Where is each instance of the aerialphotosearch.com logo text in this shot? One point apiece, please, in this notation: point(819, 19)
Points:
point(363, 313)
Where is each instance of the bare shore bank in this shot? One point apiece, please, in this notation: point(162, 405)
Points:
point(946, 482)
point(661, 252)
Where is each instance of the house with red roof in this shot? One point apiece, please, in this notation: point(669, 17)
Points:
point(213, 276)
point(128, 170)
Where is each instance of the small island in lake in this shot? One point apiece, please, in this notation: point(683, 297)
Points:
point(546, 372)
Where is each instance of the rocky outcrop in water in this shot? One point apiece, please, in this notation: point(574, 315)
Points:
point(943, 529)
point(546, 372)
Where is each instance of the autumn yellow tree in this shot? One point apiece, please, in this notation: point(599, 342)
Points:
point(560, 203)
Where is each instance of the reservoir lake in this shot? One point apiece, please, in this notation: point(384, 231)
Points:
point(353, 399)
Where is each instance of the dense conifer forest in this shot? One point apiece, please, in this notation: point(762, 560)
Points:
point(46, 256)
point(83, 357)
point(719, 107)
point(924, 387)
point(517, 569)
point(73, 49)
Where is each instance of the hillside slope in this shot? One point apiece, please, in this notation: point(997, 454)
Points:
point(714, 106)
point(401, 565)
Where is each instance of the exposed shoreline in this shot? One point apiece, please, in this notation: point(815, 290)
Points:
-=-=-=-=-
> **The problem**:
Copy out the listing word for word, starting at the line containing "Where is each instance of the house" and ending at the last line of the listing.

> **Output for this exercise**:
Where is each instance of the house with red roof in this shot? One point apiece, please, in this notation: point(669, 17)
Points:
point(213, 276)
point(128, 170)
Where is each instance of the small island in lake in this shot? One point apiece, please, in this notation: point(683, 297)
Points:
point(546, 372)
Where is each instance of the rocky outcrop in water in this shot? One point apiece, please, in this notation: point(574, 315)
Points:
point(943, 529)
point(546, 372)
Where is each instance of the autumn yellow tree in this shot? One point apiece, please, in this notation: point(599, 342)
Points:
point(560, 203)
Where is each instance of the reservoir lake in this shot? One point apiece, please, in this notation: point(384, 231)
Points:
point(353, 399)
Where is each instance of the dense conifer forest in this shot? One point apiece, please, in this notation: point(762, 560)
Points:
point(46, 256)
point(83, 357)
point(719, 107)
point(924, 387)
point(517, 569)
point(73, 49)
Where is each instance of the hillside slope in this shot? One point apiece, please, in this notation: point(997, 454)
Points:
point(714, 106)
point(401, 565)
Where is each instance of the exposed shoreline in this shot? One point apiece, please, in this notation: point(815, 290)
Points:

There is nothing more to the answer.